TEXT SHOWN:
━━━━━━━━━━━━━━━━

Official write specifications are only part of the performance picture. Most SSD makers implement an SLC cache buffer, which is a fast area of SLC-programmed flash that absorbs incoming data. Sustained write speeds can suffer tremendously once the workload spills outside of the SLC cache and into the "native" TLC or QLC flash. We hammer the SSDs with sequential writes for 15 minutes to measure both the size of the SLC buffer and performance after the buffer is saturated.

The E16 supports both TLC and QLC flash, and it’s rather obvious that Phison’s E16 features an SLC cache to help mitigate slow NAND direct-to-die write speed.

As you can see on our graphs, the E16 is faster than any other drive up until about the ~4-minute mark. Phison seems to have adopted an approach similar to Silicon Motion (ex. ADATA’s XPG SX8200 Pro), and, contrary to what WD believes, a large dynamic cache is best. This does have its trade-offs, though. While this approach achieves much higher peak speeds, it also results in much lower performance valleys.

━━━━━━━━━━━━━━━━

OBJECTIVE 1:
Answer these from the SSD write-speed text:
(a) For how long are the SSDs hit with sequential writes?
(b) Which two types of flash does the E16 support?
(c) Up to about what point is the E16 faster than any other drive?
The text and the rows are separate material and have nothing to do with each other.

━━━━━━━━━━━━━━━━

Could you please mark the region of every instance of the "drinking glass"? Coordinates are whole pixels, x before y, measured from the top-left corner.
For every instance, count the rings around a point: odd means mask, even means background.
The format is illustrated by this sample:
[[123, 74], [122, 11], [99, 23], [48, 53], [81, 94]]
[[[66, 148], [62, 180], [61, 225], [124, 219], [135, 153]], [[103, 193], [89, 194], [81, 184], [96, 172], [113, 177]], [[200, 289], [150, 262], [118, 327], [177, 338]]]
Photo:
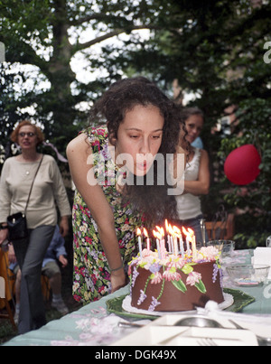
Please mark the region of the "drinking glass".
[[210, 240], [207, 243], [207, 247], [215, 247], [221, 252], [221, 257], [230, 257], [235, 249], [235, 241], [233, 240]]
[[271, 235], [266, 238], [266, 247], [271, 247]]

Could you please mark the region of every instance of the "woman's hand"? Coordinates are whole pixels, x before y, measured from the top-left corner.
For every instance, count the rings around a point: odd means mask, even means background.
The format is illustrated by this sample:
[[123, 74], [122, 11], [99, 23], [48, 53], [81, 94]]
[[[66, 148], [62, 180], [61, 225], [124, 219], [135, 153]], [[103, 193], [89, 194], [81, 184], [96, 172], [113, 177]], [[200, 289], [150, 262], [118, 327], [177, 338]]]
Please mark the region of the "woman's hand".
[[0, 246], [4, 243], [5, 240], [7, 239], [8, 237], [8, 229], [5, 229], [4, 230], [0, 230]]
[[112, 294], [126, 285], [126, 277], [124, 269], [111, 272]]
[[8, 246], [8, 261], [10, 264], [17, 262], [14, 248], [12, 244]]

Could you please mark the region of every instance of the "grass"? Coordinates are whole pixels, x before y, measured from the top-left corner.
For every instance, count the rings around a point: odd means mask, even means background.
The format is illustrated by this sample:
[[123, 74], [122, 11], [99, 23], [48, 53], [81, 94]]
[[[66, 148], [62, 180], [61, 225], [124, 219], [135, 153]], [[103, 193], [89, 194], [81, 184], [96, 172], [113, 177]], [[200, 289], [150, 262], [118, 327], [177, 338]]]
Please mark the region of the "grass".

━━━━━━━━━━━━━━━━

OBJECTIVE 2:
Show every line of the rows that contains the word "pixels".

EXERCISE OUTPUT 1:
(a) 15 minutes
(b) TLC and QLC
(c) About the ~4-minute mark

EXERCISE OUTPUT 2:
Could you please mark the region of every instance of the "drinking glass"? Coordinates are whole pixels, x before y, measured from the top-left corner.
Could you please mark the region of every instance of the "woman's hand"? Coordinates are whole pixels, x before y, measured from the top-left corner.
Could you please mark the region of every instance of the "grass"? Coordinates are whole pixels, x before y, measured from the top-left corner.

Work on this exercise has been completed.